**ЧТО ТРЕБУЕТСЯ:**
В рецензии на «Избранное» Кушнера сказано, что быть учениками Кушнера опасно. Объясните, чем рецензент это обосновывает.

**СТАТЬЯ:**
------------------------------------

Журнальный зал

Русский
толстый журнал как эстетический феномен

Опубликовано в журнале: Знамя 1998, 8

Александр Кушнер. Избранное


Преодолевая трагедию

Александр Кушнер. Избранное. — СПб: “Художественная литература”, 1997.

Итак, вышло “Избранное” Александра Кушнера: почти пятьсот страниц. Это, безусловно, книга очень хороших стихов.

Вот ранние стихи, почти неправдоподобно ясные, с почти невидимой гранью между обыденной речью и стихотворной. “Разделены невидимой стеной,//Вода и воздух смотрят друг на друга”. Почти детский голос, в котором уже брезжит Заболоцкий и еще видны Маршак и Михалков:

Вот маленькая туфелька

Ресничками гребёт.

Не знает, что за публика

Ей вслед кричит: “Вперёд!”

Вообще, всякий поэтический голос, наверное, можно уподобить оркестру, где сольная партия подхватывается разными инструментами — голосами предшественников. В “оркестре” Кушнера слышны и Пастернак, и Мандельштам, и Кузмин с его “прекрасной ясностью”, и даже Бродский — несмотря на то что — не предшественник, а современник. При этом собственная интонация Кушнера узнаваема сразу и безошибочно, и хотя ее, как всякую интонацию, невозможно рассказать — разве что спеть! — она, обладая огромной активностью, по прочтении многих стихов застревает в ухе, как некий навязчивый мотив. Может быть, поэтому так опасно быть учениками Кушнера — их стихи, в большинстве случаев, увиты интонацией учителя, как плющом.

------------------------------------

[Записи из набора данных с указанием точек]
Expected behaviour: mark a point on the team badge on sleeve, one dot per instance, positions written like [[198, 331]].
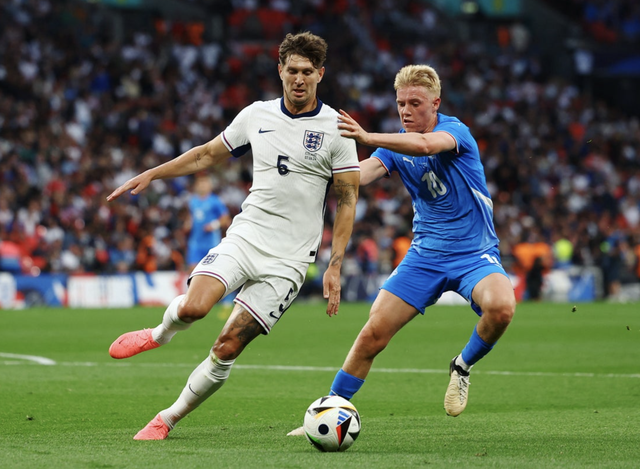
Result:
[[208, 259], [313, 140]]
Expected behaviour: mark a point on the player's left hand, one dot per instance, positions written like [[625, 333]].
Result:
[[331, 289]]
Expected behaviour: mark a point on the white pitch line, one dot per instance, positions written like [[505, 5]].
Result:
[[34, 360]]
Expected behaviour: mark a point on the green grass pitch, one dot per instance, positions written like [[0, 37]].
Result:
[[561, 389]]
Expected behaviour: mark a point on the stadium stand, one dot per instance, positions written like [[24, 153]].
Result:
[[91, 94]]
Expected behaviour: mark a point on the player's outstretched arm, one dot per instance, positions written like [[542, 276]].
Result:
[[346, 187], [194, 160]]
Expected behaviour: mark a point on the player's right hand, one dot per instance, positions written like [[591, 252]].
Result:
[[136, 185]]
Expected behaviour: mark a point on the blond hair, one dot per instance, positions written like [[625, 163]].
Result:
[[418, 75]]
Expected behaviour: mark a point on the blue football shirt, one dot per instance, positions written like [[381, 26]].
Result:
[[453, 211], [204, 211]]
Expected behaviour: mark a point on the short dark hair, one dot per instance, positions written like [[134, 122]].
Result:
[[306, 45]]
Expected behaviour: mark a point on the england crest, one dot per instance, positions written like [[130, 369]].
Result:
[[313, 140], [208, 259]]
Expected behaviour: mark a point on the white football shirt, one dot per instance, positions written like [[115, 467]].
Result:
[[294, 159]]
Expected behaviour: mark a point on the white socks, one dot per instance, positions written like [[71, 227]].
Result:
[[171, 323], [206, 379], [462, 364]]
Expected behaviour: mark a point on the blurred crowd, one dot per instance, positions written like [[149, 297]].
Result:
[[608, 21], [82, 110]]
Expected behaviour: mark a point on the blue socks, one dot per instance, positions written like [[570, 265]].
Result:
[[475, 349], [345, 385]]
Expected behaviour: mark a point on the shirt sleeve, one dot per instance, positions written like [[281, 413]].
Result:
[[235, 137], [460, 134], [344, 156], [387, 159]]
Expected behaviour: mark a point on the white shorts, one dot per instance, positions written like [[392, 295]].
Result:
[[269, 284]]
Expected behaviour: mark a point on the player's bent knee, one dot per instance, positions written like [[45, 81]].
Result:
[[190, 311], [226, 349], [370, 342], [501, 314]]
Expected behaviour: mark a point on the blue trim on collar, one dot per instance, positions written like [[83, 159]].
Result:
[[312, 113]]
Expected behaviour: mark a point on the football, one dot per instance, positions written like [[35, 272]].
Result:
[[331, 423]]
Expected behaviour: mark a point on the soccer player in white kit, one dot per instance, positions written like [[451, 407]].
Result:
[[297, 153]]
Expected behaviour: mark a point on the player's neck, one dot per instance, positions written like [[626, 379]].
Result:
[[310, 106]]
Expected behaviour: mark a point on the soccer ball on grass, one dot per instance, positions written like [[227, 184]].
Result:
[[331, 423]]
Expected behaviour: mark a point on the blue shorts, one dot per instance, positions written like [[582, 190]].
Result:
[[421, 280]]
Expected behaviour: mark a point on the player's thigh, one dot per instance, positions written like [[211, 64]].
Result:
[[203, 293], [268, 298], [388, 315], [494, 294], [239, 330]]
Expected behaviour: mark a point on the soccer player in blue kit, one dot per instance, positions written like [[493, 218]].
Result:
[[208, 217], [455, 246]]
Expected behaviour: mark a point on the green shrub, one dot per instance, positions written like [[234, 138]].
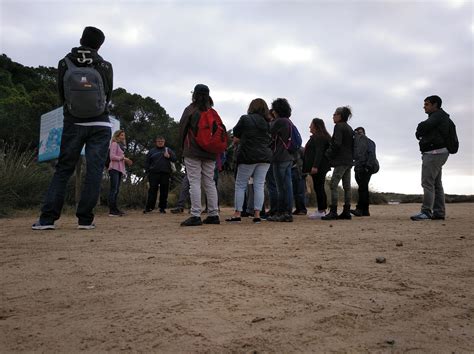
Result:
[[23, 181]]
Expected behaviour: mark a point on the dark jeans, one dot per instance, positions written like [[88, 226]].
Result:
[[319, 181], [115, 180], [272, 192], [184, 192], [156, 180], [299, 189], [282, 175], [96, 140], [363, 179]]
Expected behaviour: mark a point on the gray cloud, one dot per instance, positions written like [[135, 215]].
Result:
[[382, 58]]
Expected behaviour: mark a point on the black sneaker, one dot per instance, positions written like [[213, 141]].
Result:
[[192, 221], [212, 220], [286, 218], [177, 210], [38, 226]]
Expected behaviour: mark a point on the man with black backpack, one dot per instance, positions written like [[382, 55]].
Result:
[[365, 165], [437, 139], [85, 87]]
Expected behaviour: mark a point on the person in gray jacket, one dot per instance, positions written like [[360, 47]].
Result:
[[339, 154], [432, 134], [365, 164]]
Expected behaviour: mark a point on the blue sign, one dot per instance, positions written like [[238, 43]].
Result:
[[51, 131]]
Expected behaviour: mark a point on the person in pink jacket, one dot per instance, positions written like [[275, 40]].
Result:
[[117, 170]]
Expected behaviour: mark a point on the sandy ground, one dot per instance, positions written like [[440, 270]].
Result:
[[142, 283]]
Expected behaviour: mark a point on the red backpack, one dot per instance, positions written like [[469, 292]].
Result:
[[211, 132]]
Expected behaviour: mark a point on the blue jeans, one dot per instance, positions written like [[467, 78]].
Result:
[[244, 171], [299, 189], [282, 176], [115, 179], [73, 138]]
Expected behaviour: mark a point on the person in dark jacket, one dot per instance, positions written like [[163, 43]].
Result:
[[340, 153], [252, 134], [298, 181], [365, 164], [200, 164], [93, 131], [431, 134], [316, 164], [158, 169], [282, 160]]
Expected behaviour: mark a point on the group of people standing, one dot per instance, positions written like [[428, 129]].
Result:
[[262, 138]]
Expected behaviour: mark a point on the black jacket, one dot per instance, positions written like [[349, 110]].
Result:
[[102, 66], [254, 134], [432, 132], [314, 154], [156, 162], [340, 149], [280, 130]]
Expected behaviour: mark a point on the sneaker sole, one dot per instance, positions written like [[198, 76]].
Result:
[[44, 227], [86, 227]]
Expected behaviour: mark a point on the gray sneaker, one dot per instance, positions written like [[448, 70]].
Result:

------------------------------------

**ПИСЬМЕННОЕ РЕШЕНИЕ:**
Собственная интонация Кушнера обладает огромной активностью и после прочтения многих стихов застревает в ухе, как навязчивый мотив. Поэтому стихи его учеников в большинстве случаев увиты интонацией учителя, как плющом.